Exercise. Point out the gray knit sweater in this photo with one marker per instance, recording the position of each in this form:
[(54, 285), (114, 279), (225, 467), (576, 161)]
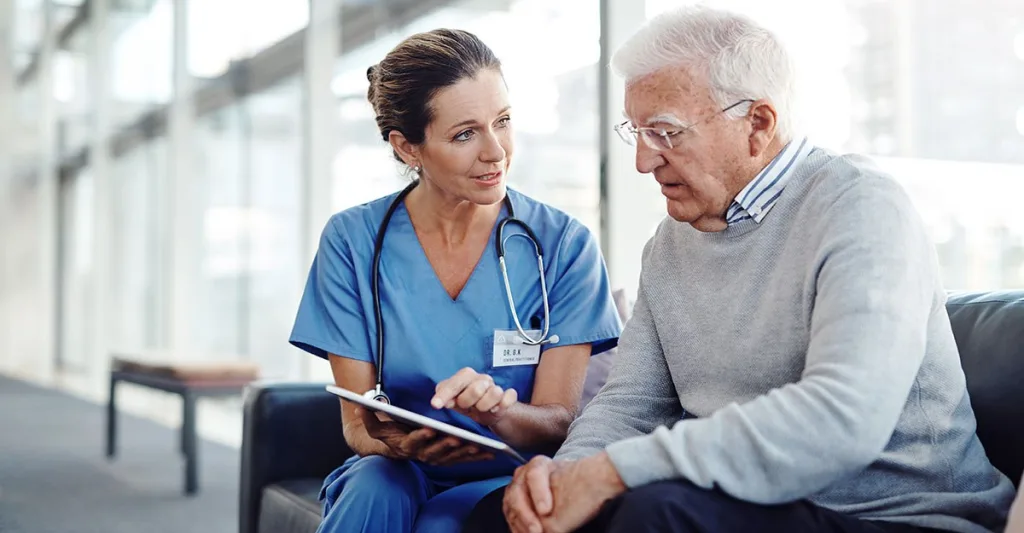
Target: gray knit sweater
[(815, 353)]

——

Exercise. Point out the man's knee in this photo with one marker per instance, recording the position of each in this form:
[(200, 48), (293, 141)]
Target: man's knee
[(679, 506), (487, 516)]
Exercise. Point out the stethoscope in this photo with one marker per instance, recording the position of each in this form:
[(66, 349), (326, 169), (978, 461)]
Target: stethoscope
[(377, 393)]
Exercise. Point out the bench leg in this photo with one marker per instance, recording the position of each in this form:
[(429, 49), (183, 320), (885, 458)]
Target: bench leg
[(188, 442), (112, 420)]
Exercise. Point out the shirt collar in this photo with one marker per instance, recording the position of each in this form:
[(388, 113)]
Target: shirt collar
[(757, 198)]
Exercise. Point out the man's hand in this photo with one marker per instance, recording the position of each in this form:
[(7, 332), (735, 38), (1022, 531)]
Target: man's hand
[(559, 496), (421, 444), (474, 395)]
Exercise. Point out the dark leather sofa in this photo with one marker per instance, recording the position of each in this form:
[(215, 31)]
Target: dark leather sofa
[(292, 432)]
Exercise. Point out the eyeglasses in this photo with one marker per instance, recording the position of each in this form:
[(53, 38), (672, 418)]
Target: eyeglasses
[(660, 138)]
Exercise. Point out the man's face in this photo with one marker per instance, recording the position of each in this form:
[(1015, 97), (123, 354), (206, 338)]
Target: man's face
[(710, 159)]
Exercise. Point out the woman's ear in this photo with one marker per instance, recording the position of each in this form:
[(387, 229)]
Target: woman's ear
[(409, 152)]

——

Return every line of the records that contains the string "knee", matching case exactly.

Exercise. Point out the man's knee in this photo with one marker per instance, recording the position of each in this form:
Target: man's knee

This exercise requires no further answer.